## EXTRACT PROVIDED:
— Begin —
The separating efficiency of a vane mist extractor depends on:
-Distance between the vanes
-Angle of the vanes
-The number of “turns” in each vane
-Size distribution of the inlet droplets
At higher operating pressures, both droplet capture efficiency and re-entrainment are significantly affected by the physical properties of the gas and liquid. As gas density increases, the device must be designed for lower gas velocities to minimize re-entrainment to account for the increased impact the gas has on the contaminant. However, reducing gas velocity also decreases inertial forces, further decreasing droplet capture efficiency.
Equation 1 can also be used as a guideline for sizing vane-pack areas. Typical K factor values are in the 0.15–0.25-m/s range.
Demisting cyclones
There are generally two types of demisting cyclones: tangential (or reverse) flow cyclones and axial flow cyclones (Figure 6). Axial flow cyclones have the advantage of lower pressure drop and smaller drop size removal.
In the reverse flow cyclone, flow enters tangentially around the gas outlet tube. The flow travels down with liquid being spun to the outer wall and draining out the bottom. The gas reverses direction and flows out the inner tube.
The axial-flow cyclone consists of a tube containing a static swirl element that induces rotation in the gas flow as opposed to a tangential inlet. The liquid film formed on the inside wall is discharged from the tube into a box chamber enclosing the cyclone. The separated liquid is drained from the bottom of the box through a system of drain pipes to the liquid sump in the bottom of the vessel. In addition to the liquid film, some “secondary” purge gas is also removed. For non-recycle axial flow cyclones, the purge gas may need to have entrained drops removed by a mesh pad. In the recycling cyclone, the purge gas is educted back into the center of the cyclone through the stationary turbine. A low pressure region exists because of the spinning flow, similar to that in a tornado. In this way, the purge gas is cleaned again and there is no need for a mesh pad.
Fig. 6—Three types of demisting cyclones (courtesy of CDS Separation Technologies Inc.).
— End —
## TASKS FOR THIS EXERCISE:
1/ Answer these from the mist extractor passage:
(a) What range of K factor values is typical for sizing vane-pack areas?
(b) What two advantages do axial flow cyclones have?
(c) In the recycling cyclone, where is the purge gas educted?
2/ Please transcribe the mist extractor passage starting at "The separating efficiency" and ending at "droplet capture efficiency.".
3/ Go on with the mist extractor passage from the point where it stops.

## SUPPLIED MATERIAL:
— Begin —
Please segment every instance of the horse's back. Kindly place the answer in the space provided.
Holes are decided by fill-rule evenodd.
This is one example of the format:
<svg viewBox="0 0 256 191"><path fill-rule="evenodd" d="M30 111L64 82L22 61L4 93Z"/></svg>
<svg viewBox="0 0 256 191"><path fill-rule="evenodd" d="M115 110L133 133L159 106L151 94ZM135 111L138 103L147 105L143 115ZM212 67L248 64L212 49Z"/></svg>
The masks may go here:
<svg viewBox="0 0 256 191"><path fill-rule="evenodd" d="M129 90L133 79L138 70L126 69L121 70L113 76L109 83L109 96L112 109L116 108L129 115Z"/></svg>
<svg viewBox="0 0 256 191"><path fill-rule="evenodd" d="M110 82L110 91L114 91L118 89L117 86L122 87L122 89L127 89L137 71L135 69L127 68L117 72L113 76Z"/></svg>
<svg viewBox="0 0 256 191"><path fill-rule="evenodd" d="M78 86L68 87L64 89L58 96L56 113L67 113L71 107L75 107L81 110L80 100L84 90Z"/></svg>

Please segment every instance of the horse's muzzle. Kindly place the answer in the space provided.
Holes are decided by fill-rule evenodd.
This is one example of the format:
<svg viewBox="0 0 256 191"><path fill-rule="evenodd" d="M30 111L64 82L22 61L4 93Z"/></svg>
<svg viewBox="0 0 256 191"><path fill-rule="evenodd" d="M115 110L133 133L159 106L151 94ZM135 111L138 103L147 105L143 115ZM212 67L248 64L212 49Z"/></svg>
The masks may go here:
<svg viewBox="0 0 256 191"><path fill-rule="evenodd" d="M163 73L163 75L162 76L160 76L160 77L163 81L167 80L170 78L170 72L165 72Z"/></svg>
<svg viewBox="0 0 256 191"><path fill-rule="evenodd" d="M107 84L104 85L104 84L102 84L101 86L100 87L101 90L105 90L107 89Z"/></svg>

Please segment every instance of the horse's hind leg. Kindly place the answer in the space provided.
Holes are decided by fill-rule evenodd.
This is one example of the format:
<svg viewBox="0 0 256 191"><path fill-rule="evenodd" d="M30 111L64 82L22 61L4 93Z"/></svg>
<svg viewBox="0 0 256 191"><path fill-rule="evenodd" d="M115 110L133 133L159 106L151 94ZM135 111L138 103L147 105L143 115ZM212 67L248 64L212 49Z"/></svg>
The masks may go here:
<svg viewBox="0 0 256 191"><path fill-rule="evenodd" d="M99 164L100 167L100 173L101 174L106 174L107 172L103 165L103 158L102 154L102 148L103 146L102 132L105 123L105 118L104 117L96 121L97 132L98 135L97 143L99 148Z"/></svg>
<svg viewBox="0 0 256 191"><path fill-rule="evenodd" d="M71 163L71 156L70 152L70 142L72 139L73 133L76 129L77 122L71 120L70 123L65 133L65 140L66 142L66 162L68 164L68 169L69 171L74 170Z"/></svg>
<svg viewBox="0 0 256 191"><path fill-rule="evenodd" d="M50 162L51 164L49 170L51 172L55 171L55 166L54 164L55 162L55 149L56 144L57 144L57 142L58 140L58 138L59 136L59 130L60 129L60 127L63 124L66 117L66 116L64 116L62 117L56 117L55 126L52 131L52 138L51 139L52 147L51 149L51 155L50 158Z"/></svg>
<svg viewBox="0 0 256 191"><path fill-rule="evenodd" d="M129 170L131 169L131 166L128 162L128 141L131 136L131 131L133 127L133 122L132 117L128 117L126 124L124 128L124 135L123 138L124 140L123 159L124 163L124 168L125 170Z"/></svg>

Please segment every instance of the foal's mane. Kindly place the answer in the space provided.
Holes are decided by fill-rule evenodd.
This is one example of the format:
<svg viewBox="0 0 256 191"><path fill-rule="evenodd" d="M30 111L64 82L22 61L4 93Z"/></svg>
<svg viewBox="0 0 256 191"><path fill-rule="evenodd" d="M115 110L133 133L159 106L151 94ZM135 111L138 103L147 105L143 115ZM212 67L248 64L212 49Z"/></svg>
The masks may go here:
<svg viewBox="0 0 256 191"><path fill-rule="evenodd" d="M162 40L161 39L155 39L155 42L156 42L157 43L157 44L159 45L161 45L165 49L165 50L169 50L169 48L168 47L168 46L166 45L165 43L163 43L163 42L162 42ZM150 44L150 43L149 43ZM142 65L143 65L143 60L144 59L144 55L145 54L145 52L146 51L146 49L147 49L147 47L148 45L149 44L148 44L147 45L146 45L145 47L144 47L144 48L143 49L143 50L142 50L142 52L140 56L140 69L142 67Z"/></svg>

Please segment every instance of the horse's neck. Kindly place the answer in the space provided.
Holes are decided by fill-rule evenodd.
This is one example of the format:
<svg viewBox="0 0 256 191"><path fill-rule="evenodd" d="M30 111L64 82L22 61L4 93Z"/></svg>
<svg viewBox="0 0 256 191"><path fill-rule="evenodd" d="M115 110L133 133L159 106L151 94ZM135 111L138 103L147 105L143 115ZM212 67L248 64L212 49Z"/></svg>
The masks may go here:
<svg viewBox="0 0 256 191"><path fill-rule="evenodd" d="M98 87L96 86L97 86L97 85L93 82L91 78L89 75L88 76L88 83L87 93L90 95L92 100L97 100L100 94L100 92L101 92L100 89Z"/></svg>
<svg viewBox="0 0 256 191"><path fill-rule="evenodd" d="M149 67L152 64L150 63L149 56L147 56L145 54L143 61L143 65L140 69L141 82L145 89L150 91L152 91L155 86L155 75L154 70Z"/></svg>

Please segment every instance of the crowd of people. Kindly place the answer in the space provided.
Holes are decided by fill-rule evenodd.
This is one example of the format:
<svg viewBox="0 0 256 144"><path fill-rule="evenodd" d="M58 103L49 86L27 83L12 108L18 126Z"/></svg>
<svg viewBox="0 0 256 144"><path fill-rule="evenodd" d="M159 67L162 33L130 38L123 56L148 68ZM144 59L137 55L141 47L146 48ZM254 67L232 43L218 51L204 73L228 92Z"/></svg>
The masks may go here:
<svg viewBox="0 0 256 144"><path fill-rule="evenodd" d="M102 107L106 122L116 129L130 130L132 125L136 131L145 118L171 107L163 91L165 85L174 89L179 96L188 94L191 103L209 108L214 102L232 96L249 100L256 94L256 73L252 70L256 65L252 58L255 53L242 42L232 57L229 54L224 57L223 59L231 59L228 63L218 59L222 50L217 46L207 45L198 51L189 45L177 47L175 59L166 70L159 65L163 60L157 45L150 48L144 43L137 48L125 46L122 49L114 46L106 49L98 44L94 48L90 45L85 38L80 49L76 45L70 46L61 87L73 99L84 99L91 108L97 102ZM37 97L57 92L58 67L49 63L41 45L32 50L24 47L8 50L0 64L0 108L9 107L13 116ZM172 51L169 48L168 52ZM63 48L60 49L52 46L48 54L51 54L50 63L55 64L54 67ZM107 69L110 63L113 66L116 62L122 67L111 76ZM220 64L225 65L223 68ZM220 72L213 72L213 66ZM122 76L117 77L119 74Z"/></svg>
— End —
## TASK ANSWERS:
1/
(a) 0.15–0.25 m/s
(b) Lower pressure drop and smaller drop size removal
(c) Back into the center of the cyclone through the stationary turbine

2/
The separating efficiency of a vane mist extractor depends on:
-Distance between the vanes
-Angle of the vanes
-The number of “turns” in each vane
-Size distribution of the inlet droplets
At higher operating pressures, both droplet capture efficiency and re-entrainment are significantly affected by the physical properties of the gas and liquid. As gas density increases, the device must be designed for lower gas velocities to minimize re-entrainment to account for the increased impact the gas has on the contaminant. However, reducing gas velocity also decreases inertial forces, further decreasing droplet capture efficiency.

3/
The main advantages of axial flow demisting cyclones (compared with mesh pads and vane packs) are high separation efficiencies at high operating pressures and high gas and liquid capacities. Demisting cyclones have high separation efficiency due to the strong centrifugal forces generated within the device. This efficiency remains high even at elevated operating pressures, although performance may slightly decline with increasing gas density, lower surface tension and low liquid loading.
The pressure drop across demisting cyclones is generally higher than that of mesh-type mist eliminators or vane packs, typically below 80 mbar (1.2 psi).
Mist eliminator orientation:
Mist eliminators can be installed horizontally or vertically, but there are preferred directions depending upon the vessel orientation (Refer to “Separator Types”).
Vertical Vessel
The recommended mist eliminator orientation for a vertical vessel is horizontal for mesh/vanes and vertical for cyclones. A typical vertical scrubber with dual horizontal mist eliminators is shown in Figure 7 showing an inlet device, a mesh agglomerator, and a vane pack mist eliminator. This design has higher turndown and separation efficiency. At low gas rates, the upstream mist eliminator is within its operating range and removes liquid drops. At high gas rates beyond its operating range (i.e. flooded), the upstream mist eliminator acts as an agglomerator, increasing the size of drops that are then removed by the downstream mist eliminator. Typical combinations are mesh with vanes or mesh/vanes with cyclones. If the higher efficiency or turndown is not necessary, a single mist eliminator can be used.
Vertical scrubbers can also have vertical mesh/vane or horizontal cyclone mist eliminator. The inlet can be directly opposite the mist eliminator or below it. However, these designs are known to suffer from poor flow distribution and droplet shattering and are not preferred.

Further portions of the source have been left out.